** BEGIN Document passage **
Gandhi, Secularism, and Cultural Democracy

(on the occasion of the birth centenary of Mohandas Karamachand Gandhi, 2 October 1869 – 30 January 1948)

“Gandhiji at Prayer Time, Parnakuti, Poona”, gouache on paper, 1944. The artist is Chittaprosad, the great advocate of the rights of workers and revolutionary artists. Nikhil Chakravarty described in the newspaper People’s War the circumstances under which he painting was done: “Saturday the 6th of May. The papers flashed the news that Gandhiji was going to be released [from the Aga Khan’s Palace, where he had been detained after his call to the nation to “do or die”] at 8. Without a moment’s ado, Chittaprosad and myself took the next train to Poona. Excitement and speculation ran high, but the people as a whole seemed to be as yet too dazed to celebrate it as a day of national jubilation.”
** END Document passage **
Problem ::
Extend the essay on Gandhi, secularism, and cultural democracy, beginning after its final sentence.
** BEGIN Listed records **
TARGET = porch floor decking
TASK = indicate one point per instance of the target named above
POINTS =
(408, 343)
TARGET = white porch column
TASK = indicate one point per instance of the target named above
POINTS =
** END Listed records **
Response below ::
Since the high and the mighty in this ancient land of ours will use the opportunity of Gandhi Jayanti to garland the statues of the Mahatma and spin the usual homilies about the eternal values of truth and nonviolence, values which are being shred to pieces in India, I can turn to the more humble work of attempting to lay out briefly what remains of Gandhi in an India that is increasingly taking the turn towards becoming a Hindu nation.  The attacks on Gandhi are coming fast and furious from every corner.  His assassin, Nathuram Godse, is being hailed by some Indians as a martyr, a true shaheed.  Reportedly, Godse is trending at #1 on Twitter in India. Gandhi’s statues are vandalized and in social media he is accused of the worst atrocities that can be imagined.  Yet Gandhi was in his lifetime synonymous with India.  When Nehru was once asked what is India, he replied with this short sentence:  “Gandhi is India.”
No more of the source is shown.